*Instructions to follow:* All of the data below is to be written out again exactly.

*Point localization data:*
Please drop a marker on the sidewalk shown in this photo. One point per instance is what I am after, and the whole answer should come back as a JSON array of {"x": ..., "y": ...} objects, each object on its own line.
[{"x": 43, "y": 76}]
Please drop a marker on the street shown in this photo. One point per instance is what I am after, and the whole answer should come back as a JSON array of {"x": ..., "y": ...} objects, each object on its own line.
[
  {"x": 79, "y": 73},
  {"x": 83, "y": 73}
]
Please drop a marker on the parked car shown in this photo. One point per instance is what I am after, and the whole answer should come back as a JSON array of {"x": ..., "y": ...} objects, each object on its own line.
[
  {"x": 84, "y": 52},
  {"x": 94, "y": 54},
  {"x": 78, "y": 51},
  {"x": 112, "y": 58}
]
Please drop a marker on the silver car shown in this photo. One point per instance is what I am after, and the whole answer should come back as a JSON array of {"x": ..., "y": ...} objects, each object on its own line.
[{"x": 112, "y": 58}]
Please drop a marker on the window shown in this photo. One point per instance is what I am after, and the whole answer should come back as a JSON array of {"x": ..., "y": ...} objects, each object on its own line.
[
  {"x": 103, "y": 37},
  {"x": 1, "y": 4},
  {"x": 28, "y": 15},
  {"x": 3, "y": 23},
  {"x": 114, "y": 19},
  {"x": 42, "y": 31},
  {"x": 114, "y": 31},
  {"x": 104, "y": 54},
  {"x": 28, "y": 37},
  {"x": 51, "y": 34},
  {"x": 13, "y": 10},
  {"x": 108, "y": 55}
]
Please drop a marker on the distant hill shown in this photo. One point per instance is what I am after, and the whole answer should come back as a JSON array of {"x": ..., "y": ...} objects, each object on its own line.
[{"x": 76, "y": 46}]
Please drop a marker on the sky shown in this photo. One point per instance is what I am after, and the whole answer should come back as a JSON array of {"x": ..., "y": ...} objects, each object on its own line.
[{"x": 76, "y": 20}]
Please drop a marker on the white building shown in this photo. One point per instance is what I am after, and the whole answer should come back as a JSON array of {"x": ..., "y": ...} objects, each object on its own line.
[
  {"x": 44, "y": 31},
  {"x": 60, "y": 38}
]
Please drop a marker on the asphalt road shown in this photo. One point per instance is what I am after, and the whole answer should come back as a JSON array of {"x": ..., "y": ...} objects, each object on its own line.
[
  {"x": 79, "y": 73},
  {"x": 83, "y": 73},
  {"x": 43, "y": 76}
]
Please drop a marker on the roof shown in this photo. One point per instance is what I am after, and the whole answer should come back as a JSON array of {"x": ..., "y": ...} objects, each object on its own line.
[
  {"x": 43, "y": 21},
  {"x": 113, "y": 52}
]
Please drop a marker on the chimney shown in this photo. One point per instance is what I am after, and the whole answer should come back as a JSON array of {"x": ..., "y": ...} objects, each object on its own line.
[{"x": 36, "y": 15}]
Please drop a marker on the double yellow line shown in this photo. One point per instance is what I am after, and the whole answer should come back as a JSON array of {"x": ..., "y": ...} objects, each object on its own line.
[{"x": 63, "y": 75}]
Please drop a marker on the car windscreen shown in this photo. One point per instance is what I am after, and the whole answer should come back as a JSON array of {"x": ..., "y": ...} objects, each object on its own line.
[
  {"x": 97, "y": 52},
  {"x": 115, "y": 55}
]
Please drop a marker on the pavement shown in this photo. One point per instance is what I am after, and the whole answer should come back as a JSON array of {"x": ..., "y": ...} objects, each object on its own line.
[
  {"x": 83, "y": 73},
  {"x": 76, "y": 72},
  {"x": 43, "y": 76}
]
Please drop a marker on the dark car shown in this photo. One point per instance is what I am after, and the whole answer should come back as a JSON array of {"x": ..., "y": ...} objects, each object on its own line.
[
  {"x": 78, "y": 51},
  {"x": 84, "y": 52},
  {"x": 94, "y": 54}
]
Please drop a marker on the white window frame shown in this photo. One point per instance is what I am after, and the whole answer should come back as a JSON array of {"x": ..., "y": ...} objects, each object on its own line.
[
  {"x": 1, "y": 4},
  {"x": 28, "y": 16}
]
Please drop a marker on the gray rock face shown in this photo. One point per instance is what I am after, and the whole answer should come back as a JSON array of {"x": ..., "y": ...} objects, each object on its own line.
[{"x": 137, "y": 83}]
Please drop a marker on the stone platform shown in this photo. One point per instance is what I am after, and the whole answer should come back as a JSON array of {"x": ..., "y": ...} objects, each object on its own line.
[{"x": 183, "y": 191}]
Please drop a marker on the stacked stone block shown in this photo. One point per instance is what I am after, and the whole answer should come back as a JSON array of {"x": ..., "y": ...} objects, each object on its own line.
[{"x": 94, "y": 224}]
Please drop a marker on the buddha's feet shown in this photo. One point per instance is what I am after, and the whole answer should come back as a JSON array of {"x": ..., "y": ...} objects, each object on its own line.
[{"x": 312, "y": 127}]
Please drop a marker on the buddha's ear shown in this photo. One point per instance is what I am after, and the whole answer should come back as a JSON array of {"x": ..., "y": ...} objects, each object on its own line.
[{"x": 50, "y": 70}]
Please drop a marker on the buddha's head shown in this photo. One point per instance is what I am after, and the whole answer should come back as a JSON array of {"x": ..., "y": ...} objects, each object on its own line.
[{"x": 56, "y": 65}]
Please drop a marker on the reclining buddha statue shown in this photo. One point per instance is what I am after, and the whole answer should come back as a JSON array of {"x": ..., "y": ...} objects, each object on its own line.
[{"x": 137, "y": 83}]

*Solved exercise:*
Please drop a marker on the sidewalk shown in this photo. One point per instance is what I am after, and the whole answer should come back as a JSON array of {"x": ..., "y": ...} objects, each object on its own line.
[{"x": 43, "y": 76}]
Please drop a marker on the street shown in this photo. One point per instance is what I am after, and the whole answer should come back as a JSON array of {"x": ..., "y": ...} objects, each object on its own line.
[
  {"x": 79, "y": 73},
  {"x": 83, "y": 73}
]
Please drop a marker on the parked car shown in this photo. One point per instance is what I am after, and the whole answer should come back as a JSON array of {"x": ..., "y": ...} objects, each object on its own line.
[
  {"x": 84, "y": 52},
  {"x": 94, "y": 54},
  {"x": 78, "y": 51},
  {"x": 112, "y": 58}
]
Please drop a marker on the silver car shown in this photo. One point per instance is what I am after, and the whole answer should come back as a JSON array of {"x": ..., "y": ...} objects, each object on its own line.
[{"x": 112, "y": 58}]
Please drop a marker on the window shown in this photo. One point per instance is what I am after, and the whole answer should come back as a JSON array of {"x": ..., "y": ...} objects, each object on its own line.
[
  {"x": 103, "y": 37},
  {"x": 1, "y": 4},
  {"x": 28, "y": 15},
  {"x": 3, "y": 23},
  {"x": 114, "y": 19},
  {"x": 42, "y": 31},
  {"x": 114, "y": 31},
  {"x": 104, "y": 54},
  {"x": 28, "y": 37},
  {"x": 51, "y": 34},
  {"x": 13, "y": 10},
  {"x": 108, "y": 55}
]
Please drop a marker on the distant hill shown in this photo. One point per instance is what I am after, and the whole answer should come back as a JSON array of {"x": ..., "y": ...} objects, each object on its own line.
[{"x": 76, "y": 46}]
Please drop a marker on the sky shown in this photo. One point per instance is what I am after, and the whole answer should come back as a JSON array of {"x": ..., "y": ...} objects, each object on its own line.
[{"x": 76, "y": 20}]
Please drop a marker on the white building shown in this photo. One point per instance is what I am after, and the whole answer should come back as a JSON array of {"x": ..., "y": ...} objects, each object on its own line.
[
  {"x": 44, "y": 31},
  {"x": 60, "y": 38}
]
Please drop a marker on the asphalt road shown in this photo. One point per instance is what I am after, and the whole answer should come back as a JSON array of {"x": ..., "y": ...} objects, each object on its own line.
[
  {"x": 79, "y": 73},
  {"x": 83, "y": 73},
  {"x": 43, "y": 76}
]
Please drop a marker on the roof shown in this photo. One point per instance is what I am after, and the whole answer should come back as a JSON array of {"x": ..., "y": ...} objects, each object on its own line.
[
  {"x": 43, "y": 21},
  {"x": 113, "y": 52}
]
Please drop a marker on the chimney shown in this photo. One point per instance is what I am after, and the whole answer should come back as a JSON array of {"x": ..., "y": ...} objects, each object on its own line.
[{"x": 36, "y": 15}]
Please drop a marker on the double yellow line shown in this photo. One point per instance is what I am after, and the whole answer should come back as a JSON array of {"x": ..., "y": ...} objects, each object on its own line.
[{"x": 63, "y": 75}]
Please drop a marker on the car windscreen shown in this photo. One point per instance is what I am after, and the whole answer should come back as a JSON array of {"x": ..., "y": ...} objects, each object on its own line.
[
  {"x": 97, "y": 52},
  {"x": 115, "y": 55}
]
Please drop a marker on the pavement shown in this photo. One point per instance is what I am after, and the whole answer should come back as a JSON array of {"x": ..., "y": ...} objects, each object on its own line.
[
  {"x": 83, "y": 73},
  {"x": 76, "y": 72},
  {"x": 43, "y": 76}
]
Please drop a marker on the dark car shown in this photo. One point per instance is what I am after, and the whole answer should come back as a JSON array of {"x": ..., "y": ...} objects, each object on its own line.
[
  {"x": 78, "y": 51},
  {"x": 84, "y": 52},
  {"x": 94, "y": 54}
]
Please drop a marker on the white window frame shown in this photo. One point per instance is what I am after, and the whole answer should come back as a JSON array of {"x": ..., "y": ...} objects, each object on its own line.
[
  {"x": 1, "y": 4},
  {"x": 28, "y": 16}
]
Please drop a marker on the gray rock face shown in this photo. One point per instance is what I am after, and the whole answer should come back as a JSON array of {"x": ..., "y": ...} objects, each object on its own line.
[{"x": 137, "y": 83}]
Please drop a marker on the stone platform shown in this photo. One point per instance is what I am after, and the whole answer should come back as a JSON array of {"x": ..., "y": ...} objects, each object on its own line.
[{"x": 183, "y": 191}]
Please drop a marker on the stacked stone block shown in this photo. One point per instance is what I am after, and the whole answer should come back as a JSON array of {"x": ..., "y": ...} objects, each object on its own line.
[{"x": 94, "y": 224}]
Please drop a marker on the buddha's feet shown in this photo. One point per instance is what I am after, and the whole answer should come back as a JSON array of {"x": ..., "y": ...} objects, each object on its own line.
[{"x": 312, "y": 127}]
Please drop a marker on the buddha's ear shown in this photo. One point per instance is what I am after, and the whole answer should come back as a JSON array of {"x": ..., "y": ...} objects, each object on its own line.
[{"x": 50, "y": 70}]
Please drop a marker on the buddha's head shown in this photo. One point per instance is what I am after, and the whole answer should come back as a JSON array of {"x": ..., "y": ...} objects, each object on its own line.
[{"x": 56, "y": 65}]
Please drop a marker on the reclining buddha statue shown in this photo. One point per instance is what I am after, and the whole answer should come back as a JSON array of {"x": ..., "y": ...} objects, each object on its own line.
[{"x": 137, "y": 83}]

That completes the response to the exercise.